• _STATED EXERCISE_
Quote every line of the entries below word for word, omitting the pictures.

• _Data pulled from a collection_
________________________

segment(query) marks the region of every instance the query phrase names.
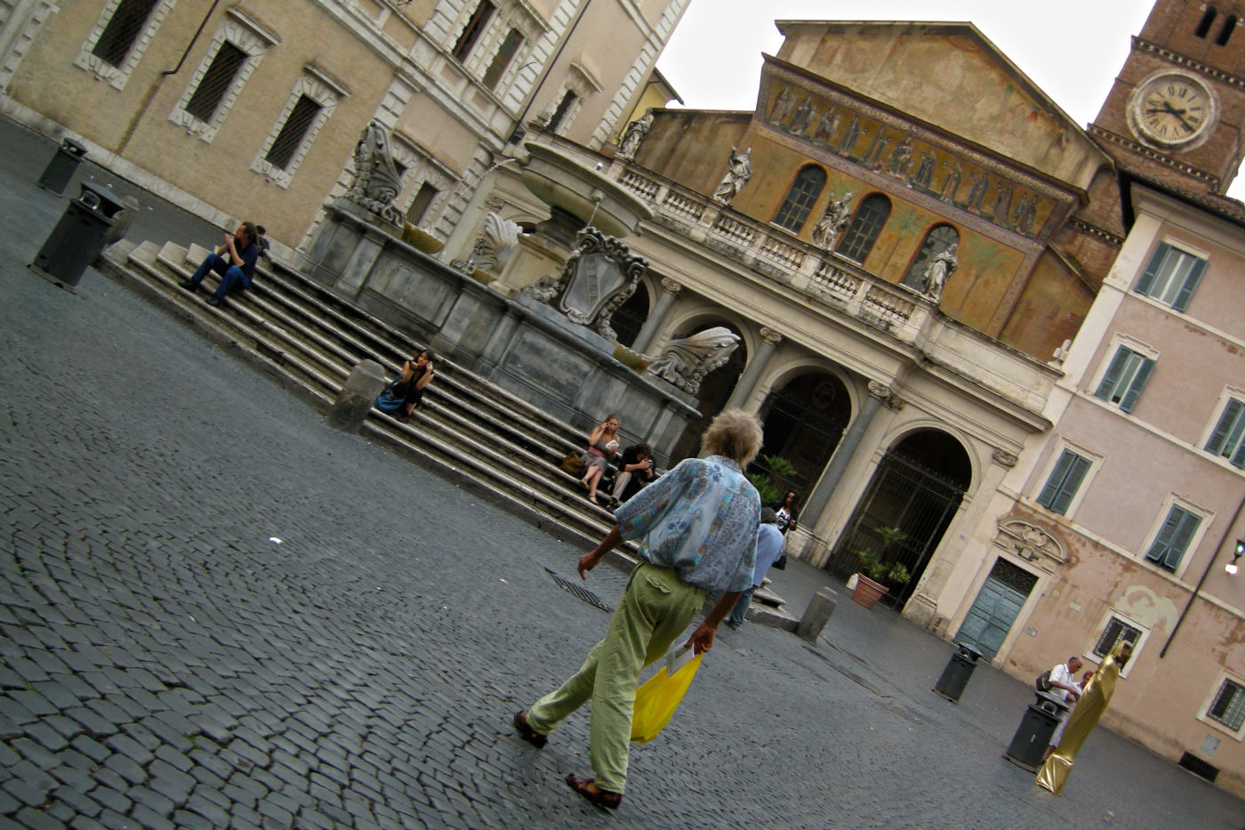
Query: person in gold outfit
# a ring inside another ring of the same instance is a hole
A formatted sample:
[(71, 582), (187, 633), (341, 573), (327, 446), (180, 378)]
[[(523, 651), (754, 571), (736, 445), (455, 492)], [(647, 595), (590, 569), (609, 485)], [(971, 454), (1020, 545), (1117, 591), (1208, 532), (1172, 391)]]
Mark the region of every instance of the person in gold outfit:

________________________

• _ANSWER FOR THIS EXERCISE_
segment(query) marks the region of every instance the query phrase names.
Query: person in gold outfit
# a ring inside another ring of the same instance is a hole
A formatted sample:
[(71, 582), (187, 633), (341, 573), (327, 446), (180, 378)]
[[(523, 651), (754, 571), (736, 445), (455, 492)], [(647, 595), (590, 569), (609, 485)], [(971, 454), (1020, 545), (1117, 591), (1208, 532), (1172, 391)]]
Mark the region of every instance of the person in gold outfit:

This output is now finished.